_Data to process_

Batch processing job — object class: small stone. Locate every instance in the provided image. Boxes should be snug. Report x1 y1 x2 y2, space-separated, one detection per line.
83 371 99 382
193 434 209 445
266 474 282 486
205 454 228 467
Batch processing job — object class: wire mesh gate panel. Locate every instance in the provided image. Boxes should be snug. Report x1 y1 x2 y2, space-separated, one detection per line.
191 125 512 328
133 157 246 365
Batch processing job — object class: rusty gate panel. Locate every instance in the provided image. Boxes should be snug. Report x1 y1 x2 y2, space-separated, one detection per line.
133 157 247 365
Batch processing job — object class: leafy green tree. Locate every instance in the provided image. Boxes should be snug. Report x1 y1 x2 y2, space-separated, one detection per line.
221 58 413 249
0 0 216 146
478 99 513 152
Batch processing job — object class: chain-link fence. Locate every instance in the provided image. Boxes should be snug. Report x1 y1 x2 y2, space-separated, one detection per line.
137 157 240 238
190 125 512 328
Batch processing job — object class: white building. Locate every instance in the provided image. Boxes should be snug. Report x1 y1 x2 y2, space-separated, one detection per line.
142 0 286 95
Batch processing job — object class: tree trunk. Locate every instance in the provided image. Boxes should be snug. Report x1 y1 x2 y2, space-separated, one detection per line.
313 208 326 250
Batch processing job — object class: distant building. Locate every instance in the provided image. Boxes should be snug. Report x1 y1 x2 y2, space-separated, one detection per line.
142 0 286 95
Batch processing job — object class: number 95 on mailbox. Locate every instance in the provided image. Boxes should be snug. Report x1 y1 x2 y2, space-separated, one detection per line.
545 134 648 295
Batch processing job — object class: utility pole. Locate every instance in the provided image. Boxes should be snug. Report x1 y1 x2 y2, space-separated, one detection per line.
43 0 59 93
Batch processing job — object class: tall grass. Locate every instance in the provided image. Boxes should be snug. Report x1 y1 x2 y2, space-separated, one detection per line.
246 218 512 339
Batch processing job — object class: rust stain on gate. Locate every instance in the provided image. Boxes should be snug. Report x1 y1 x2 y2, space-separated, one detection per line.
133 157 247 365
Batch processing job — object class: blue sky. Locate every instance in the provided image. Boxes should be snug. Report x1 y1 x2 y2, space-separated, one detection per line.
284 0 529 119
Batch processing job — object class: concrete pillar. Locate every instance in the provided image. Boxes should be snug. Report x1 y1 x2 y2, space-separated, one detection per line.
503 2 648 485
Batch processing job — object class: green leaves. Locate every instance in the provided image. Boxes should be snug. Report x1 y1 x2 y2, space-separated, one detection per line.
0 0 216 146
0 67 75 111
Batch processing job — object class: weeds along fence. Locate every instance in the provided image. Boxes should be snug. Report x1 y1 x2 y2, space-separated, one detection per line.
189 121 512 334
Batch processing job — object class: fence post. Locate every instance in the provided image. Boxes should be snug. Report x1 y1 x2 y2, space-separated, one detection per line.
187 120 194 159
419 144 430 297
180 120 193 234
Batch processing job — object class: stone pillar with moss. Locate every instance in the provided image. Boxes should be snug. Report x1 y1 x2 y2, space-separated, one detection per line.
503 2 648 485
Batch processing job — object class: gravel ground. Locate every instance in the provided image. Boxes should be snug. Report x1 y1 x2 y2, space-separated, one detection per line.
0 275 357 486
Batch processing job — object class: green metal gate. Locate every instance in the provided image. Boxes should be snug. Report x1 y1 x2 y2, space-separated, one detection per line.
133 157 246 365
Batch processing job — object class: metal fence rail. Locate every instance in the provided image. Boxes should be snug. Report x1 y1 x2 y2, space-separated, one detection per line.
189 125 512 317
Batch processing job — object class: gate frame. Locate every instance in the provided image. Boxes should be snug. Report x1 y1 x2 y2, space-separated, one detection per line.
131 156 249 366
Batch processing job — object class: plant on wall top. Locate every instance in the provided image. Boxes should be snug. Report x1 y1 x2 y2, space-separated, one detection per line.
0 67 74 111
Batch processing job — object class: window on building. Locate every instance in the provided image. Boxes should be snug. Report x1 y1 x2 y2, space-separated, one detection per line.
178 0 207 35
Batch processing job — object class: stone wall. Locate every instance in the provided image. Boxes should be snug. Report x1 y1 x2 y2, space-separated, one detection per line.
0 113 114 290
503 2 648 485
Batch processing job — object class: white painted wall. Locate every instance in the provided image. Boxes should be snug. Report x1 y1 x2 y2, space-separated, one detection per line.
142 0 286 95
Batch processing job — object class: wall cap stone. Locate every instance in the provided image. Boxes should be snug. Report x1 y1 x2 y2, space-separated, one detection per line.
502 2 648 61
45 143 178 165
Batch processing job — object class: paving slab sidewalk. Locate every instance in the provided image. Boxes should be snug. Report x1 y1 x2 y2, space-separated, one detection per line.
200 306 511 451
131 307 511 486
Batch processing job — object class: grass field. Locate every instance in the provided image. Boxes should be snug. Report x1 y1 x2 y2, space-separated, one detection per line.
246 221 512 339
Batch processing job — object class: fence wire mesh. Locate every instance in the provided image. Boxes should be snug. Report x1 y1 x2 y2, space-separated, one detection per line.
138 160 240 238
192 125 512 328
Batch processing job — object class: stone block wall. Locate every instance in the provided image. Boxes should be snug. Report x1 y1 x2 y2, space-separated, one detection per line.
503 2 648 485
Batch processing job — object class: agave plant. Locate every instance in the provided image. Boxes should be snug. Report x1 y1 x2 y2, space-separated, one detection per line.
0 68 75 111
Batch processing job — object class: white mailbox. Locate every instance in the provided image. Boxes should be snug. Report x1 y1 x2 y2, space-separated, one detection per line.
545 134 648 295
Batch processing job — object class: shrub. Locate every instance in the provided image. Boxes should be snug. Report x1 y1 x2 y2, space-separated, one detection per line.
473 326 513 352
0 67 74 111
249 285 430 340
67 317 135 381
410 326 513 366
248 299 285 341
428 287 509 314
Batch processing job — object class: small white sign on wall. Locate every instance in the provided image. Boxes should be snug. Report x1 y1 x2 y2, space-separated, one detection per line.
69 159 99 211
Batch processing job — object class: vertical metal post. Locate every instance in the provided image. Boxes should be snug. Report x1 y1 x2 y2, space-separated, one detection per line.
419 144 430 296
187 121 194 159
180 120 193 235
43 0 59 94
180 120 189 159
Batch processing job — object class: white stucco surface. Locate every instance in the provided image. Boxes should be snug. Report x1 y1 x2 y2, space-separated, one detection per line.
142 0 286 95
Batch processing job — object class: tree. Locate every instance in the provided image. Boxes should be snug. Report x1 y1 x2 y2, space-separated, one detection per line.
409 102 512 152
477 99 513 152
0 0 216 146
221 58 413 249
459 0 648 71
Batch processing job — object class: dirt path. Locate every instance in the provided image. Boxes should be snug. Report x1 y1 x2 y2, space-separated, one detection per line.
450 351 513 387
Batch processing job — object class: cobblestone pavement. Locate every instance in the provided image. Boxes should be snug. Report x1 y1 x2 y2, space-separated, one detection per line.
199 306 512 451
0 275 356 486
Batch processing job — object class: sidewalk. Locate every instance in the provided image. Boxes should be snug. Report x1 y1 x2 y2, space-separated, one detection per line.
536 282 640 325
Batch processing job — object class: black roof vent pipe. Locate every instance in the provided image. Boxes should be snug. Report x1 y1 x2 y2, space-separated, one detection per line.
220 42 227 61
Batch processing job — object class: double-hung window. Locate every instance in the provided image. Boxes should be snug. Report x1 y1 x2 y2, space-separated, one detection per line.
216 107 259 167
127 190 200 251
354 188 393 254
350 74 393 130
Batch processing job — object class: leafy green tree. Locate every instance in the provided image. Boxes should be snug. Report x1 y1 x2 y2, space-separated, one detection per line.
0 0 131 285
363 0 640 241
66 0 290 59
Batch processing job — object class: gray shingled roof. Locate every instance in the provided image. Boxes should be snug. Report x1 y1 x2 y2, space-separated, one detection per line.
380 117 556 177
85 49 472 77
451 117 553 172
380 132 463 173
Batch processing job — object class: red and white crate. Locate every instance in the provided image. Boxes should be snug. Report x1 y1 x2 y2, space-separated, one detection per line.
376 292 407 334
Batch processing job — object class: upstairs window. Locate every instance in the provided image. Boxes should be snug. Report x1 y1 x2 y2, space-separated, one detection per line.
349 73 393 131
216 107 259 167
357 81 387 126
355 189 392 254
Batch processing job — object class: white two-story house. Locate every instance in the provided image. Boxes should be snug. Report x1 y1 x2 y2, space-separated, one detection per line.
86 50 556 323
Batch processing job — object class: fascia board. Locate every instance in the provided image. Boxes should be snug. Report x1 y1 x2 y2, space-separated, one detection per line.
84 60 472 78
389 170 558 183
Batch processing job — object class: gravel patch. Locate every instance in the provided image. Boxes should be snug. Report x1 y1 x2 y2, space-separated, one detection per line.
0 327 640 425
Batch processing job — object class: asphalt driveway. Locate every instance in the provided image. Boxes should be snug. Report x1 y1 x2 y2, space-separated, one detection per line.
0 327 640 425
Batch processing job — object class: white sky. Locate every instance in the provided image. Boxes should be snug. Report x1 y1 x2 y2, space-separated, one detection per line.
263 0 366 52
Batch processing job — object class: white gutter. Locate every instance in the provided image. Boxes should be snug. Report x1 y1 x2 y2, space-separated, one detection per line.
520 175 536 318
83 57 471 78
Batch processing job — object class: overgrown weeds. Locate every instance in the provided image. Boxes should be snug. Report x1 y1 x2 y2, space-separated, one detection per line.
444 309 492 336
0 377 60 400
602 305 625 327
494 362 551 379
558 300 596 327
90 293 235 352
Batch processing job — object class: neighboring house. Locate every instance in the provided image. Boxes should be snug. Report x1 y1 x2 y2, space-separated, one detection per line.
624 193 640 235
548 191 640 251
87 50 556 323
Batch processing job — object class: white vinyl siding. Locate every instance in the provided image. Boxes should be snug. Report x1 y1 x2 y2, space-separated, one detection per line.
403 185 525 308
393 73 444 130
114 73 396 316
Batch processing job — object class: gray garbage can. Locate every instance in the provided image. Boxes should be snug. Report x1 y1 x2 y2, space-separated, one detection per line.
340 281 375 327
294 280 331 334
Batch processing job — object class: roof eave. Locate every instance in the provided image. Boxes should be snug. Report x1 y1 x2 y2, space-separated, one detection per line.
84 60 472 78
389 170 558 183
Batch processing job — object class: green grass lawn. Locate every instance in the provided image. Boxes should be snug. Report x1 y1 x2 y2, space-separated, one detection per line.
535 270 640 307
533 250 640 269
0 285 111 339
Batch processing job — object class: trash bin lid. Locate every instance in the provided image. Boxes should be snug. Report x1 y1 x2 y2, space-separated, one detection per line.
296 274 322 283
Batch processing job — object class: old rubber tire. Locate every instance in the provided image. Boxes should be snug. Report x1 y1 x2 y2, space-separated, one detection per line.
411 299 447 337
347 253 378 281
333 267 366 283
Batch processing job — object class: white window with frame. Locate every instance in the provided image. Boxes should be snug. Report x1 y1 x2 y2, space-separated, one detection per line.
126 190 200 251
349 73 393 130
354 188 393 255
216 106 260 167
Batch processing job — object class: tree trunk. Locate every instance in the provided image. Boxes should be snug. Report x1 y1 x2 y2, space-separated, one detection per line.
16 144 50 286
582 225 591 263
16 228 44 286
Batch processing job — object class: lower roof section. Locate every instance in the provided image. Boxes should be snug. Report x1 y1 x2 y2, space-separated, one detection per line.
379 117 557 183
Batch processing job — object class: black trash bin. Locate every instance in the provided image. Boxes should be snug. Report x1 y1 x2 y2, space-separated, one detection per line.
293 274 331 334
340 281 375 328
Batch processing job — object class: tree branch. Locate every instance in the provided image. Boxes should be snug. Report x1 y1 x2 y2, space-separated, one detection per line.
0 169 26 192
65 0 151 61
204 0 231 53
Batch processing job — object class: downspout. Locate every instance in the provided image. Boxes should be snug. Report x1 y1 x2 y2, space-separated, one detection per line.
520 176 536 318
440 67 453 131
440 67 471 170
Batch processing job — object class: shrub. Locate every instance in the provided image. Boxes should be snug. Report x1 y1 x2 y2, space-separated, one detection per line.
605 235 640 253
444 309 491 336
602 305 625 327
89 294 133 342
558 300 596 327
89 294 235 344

_Challenge_
Write out everything from "Batch processing job — object class: white window" down to "204 0 231 53" again, substituting "tight" for "snug" and keeping all else the same. Give only those lines.

_Result below_
Batch processing job — object class: white window with frame. Locate every instance in the provided image. Boxes should be tight. Report x1 y1 x2 y2, space-separated, one detection per line.
126 190 200 251
349 73 393 130
354 188 393 255
216 106 260 167
Batch processing job — object class: tree trunk. Locate every instance in the provided image. Boxes should be tight. Report x1 y1 x2 y2, space-separated, one detection per line.
16 144 50 286
582 225 591 263
16 228 44 286
Batch processing job — object class: lower roof section. Locate every instance in the provided image. Boxes should be tight. Report x1 y1 x2 y2, space-separated, one detection per line.
379 117 557 183
Batch processing job — object class: black trash bin. Locate every instance in the provided image. Boxes should be tight. Report x1 y1 x2 y2, space-separated, one detection per line.
293 274 331 334
340 281 375 328
Batch processing job — object class: tree branch. Locate every instance in the provided image. Boxes should be tight. Report x1 y1 x2 y2, space-separated, one detection per line.
0 169 26 192
65 0 151 61
204 0 231 53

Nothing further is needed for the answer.